WHAT YOU ARE ASKED TO DO — Would you retype, word for word, the line with "Task: mark one point on every instance of the white seat" and every line after it through the end of the records below?

(Records from a point labeling set)
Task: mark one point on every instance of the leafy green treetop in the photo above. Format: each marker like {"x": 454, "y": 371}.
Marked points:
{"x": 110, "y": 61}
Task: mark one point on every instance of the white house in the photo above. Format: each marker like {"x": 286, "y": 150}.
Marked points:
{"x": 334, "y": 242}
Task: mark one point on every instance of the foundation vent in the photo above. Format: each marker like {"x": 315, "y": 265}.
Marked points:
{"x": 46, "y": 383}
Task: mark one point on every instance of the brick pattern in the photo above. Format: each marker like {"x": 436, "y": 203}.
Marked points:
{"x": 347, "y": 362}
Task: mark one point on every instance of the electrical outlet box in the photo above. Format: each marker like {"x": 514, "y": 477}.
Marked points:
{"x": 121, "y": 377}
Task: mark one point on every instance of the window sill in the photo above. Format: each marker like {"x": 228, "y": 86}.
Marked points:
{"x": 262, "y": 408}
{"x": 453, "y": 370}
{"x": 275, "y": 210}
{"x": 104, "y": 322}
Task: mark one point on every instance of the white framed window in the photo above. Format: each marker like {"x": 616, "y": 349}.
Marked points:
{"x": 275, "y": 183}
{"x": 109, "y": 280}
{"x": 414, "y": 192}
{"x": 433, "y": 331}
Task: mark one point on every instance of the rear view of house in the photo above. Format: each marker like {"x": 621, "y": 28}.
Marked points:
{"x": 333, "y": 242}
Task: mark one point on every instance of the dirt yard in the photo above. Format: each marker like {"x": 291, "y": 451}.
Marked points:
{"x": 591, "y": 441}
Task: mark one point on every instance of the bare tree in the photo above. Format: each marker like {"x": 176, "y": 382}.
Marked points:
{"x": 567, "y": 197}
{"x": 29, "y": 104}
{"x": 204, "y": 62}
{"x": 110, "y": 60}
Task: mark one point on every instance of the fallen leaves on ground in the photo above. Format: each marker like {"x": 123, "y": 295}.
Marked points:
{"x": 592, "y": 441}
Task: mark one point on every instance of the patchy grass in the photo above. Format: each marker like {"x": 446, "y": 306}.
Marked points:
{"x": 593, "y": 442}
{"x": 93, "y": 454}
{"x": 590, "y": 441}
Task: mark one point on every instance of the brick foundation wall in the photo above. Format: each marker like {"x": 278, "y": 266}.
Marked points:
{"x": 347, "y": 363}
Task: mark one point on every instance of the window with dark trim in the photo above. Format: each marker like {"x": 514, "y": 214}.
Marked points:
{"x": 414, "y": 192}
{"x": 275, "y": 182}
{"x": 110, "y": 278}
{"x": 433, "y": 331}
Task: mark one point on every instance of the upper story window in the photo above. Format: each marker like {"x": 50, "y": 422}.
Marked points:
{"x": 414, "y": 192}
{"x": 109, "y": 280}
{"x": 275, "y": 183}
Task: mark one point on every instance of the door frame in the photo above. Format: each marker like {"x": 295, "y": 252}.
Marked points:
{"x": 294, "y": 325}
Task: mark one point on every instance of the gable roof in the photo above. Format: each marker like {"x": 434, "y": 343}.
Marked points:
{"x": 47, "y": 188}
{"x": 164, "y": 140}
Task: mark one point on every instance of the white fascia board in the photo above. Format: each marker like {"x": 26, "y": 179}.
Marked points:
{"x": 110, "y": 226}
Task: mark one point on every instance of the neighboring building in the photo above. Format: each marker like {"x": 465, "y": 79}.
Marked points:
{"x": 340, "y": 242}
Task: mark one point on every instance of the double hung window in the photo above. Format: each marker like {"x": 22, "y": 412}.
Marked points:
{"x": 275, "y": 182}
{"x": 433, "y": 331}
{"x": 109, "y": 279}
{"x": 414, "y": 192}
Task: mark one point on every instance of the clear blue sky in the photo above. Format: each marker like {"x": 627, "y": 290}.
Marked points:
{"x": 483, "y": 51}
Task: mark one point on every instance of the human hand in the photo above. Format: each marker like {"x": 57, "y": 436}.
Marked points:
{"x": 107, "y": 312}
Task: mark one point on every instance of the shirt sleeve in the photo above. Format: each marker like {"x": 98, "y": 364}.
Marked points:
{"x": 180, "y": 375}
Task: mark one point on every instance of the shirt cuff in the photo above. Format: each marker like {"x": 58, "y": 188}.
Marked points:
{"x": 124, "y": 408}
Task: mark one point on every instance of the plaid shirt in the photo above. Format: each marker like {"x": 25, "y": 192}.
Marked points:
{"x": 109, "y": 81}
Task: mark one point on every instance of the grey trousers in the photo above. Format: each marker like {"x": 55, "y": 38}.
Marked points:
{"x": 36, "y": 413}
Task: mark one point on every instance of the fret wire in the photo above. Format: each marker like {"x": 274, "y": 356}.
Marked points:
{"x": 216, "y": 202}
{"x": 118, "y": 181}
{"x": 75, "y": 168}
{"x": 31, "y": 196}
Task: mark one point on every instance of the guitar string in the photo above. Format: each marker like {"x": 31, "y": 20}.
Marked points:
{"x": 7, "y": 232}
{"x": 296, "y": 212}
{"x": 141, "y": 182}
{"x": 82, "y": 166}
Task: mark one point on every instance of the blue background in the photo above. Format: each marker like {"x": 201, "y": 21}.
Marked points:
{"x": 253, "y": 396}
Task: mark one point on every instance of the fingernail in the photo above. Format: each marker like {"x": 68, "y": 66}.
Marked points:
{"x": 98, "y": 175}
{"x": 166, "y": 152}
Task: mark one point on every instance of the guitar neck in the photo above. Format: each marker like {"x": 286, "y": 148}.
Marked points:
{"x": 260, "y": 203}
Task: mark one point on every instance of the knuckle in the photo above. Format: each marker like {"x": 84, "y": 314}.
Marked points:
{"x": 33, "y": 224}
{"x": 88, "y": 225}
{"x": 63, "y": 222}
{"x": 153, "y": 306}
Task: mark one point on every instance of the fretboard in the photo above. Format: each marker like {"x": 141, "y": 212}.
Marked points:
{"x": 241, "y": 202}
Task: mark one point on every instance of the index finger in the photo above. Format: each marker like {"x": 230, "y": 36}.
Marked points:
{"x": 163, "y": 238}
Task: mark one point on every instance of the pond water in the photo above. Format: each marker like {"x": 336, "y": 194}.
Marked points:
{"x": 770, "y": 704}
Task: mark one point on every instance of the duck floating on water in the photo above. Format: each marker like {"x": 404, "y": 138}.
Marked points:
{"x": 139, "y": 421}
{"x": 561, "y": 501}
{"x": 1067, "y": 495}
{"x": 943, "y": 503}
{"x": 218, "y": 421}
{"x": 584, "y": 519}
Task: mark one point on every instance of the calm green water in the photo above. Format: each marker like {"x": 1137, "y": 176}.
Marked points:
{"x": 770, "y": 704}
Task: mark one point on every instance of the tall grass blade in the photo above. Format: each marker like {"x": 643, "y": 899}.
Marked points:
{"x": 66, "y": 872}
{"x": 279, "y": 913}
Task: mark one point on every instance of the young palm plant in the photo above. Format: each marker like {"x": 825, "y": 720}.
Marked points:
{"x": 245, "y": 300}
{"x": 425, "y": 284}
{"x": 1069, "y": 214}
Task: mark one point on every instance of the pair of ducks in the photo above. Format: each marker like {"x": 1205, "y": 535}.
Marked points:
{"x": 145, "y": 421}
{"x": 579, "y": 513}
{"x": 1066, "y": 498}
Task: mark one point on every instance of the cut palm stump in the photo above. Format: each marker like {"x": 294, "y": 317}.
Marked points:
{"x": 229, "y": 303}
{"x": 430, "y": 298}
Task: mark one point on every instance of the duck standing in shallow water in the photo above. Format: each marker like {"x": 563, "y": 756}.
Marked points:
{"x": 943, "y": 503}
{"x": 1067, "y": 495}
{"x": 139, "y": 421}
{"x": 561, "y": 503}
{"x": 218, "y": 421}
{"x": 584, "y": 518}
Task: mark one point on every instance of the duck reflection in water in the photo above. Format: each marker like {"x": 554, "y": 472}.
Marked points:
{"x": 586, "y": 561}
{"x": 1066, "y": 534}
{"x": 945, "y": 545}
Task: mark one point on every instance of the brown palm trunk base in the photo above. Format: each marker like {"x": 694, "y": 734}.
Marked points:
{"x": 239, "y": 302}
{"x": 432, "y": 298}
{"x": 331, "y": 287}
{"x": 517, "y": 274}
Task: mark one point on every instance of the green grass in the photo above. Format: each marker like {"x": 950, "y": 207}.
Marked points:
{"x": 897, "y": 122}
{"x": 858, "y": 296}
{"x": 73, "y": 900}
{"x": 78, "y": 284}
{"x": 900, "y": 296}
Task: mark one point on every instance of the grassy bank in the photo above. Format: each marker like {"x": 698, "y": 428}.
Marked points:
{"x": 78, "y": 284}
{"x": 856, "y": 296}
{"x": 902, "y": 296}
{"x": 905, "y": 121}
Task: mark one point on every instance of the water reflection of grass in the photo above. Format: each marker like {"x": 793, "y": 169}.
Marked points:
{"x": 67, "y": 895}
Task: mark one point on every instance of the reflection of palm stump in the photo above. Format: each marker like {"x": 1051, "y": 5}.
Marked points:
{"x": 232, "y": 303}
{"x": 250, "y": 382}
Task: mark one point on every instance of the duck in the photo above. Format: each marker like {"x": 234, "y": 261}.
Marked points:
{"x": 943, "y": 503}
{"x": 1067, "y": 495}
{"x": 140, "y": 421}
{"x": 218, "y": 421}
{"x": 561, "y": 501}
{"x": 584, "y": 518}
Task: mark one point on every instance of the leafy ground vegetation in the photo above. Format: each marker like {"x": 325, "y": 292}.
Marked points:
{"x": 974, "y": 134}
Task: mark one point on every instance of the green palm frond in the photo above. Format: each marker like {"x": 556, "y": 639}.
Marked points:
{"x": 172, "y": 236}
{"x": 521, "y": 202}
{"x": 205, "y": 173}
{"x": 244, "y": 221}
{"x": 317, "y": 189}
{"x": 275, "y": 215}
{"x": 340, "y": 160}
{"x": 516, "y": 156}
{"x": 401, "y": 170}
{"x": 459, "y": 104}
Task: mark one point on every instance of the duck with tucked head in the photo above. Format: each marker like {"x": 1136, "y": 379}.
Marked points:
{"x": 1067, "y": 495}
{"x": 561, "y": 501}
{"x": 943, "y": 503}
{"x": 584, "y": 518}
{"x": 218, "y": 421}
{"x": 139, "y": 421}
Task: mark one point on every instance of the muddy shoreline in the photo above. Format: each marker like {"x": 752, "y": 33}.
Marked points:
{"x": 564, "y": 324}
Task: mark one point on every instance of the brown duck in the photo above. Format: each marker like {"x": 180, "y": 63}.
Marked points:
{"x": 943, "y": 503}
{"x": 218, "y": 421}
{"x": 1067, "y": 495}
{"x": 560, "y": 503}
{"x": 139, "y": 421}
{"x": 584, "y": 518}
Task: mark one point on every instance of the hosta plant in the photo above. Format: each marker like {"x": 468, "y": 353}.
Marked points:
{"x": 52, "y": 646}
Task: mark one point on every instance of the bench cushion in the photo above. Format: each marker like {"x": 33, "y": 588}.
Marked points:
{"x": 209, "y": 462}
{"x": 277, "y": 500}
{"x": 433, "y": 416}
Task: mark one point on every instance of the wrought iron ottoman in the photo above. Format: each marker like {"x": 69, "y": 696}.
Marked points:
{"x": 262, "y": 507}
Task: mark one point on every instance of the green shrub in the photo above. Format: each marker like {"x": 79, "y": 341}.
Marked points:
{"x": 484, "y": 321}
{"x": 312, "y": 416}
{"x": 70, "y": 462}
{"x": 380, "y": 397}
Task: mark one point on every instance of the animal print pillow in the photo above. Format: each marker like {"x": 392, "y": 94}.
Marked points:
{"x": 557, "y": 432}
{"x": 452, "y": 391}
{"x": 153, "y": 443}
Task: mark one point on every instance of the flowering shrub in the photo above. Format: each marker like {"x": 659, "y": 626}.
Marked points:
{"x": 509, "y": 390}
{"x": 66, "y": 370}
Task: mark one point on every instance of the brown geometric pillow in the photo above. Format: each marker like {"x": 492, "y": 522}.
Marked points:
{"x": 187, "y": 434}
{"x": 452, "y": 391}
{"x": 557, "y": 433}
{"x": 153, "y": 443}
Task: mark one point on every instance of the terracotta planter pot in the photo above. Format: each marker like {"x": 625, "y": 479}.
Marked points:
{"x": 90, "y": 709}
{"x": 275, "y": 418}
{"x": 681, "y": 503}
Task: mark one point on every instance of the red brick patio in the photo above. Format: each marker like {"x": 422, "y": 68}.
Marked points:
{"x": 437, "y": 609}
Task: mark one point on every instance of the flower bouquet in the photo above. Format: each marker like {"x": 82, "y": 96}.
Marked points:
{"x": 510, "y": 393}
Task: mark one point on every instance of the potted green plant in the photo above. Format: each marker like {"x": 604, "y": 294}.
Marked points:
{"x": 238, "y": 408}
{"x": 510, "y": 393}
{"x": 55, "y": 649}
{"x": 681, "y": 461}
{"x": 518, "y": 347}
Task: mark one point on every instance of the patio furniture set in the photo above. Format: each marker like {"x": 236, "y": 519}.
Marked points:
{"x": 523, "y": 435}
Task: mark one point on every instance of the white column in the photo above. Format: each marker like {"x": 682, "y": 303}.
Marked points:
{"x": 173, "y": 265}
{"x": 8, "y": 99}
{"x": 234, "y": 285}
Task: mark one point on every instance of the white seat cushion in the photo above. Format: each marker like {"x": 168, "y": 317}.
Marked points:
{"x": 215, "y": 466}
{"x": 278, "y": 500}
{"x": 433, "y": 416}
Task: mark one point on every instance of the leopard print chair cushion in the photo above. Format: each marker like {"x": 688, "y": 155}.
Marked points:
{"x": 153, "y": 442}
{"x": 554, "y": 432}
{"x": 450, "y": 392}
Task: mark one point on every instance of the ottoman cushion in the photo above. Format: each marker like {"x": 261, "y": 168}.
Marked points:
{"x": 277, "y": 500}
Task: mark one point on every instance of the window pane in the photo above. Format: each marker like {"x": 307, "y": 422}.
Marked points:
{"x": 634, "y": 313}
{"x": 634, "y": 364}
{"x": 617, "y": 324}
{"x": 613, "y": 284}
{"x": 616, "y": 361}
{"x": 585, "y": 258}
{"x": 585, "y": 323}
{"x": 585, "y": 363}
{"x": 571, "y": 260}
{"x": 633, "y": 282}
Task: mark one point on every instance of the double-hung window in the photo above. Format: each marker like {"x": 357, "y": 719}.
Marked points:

SOLUTION TO THE EXERCISE —
Task: mark one point on every instance of the white seat cushion in the photo above. Format: each marker like {"x": 168, "y": 317}.
Marked points:
{"x": 215, "y": 466}
{"x": 278, "y": 500}
{"x": 433, "y": 416}
Task: mark one point on every instance of the leopard print chair cushion in the photo above. Format: each marker like {"x": 688, "y": 155}.
Marked points:
{"x": 153, "y": 442}
{"x": 554, "y": 432}
{"x": 450, "y": 392}
Task: mark one point on every instance of the ottoman cushion in the photo above. Format: each marker like {"x": 261, "y": 168}.
Marked points:
{"x": 277, "y": 500}
Task: mark one point on every instance of the window pane in the photo above. Format: each marker like {"x": 307, "y": 422}.
Marked points:
{"x": 634, "y": 313}
{"x": 634, "y": 364}
{"x": 617, "y": 324}
{"x": 613, "y": 284}
{"x": 616, "y": 361}
{"x": 585, "y": 258}
{"x": 585, "y": 323}
{"x": 585, "y": 363}
{"x": 571, "y": 260}
{"x": 633, "y": 282}
Task: mark one point on every instance of the double-hung window in the photo above. Format: each marker like {"x": 357, "y": 719}.
Marked points:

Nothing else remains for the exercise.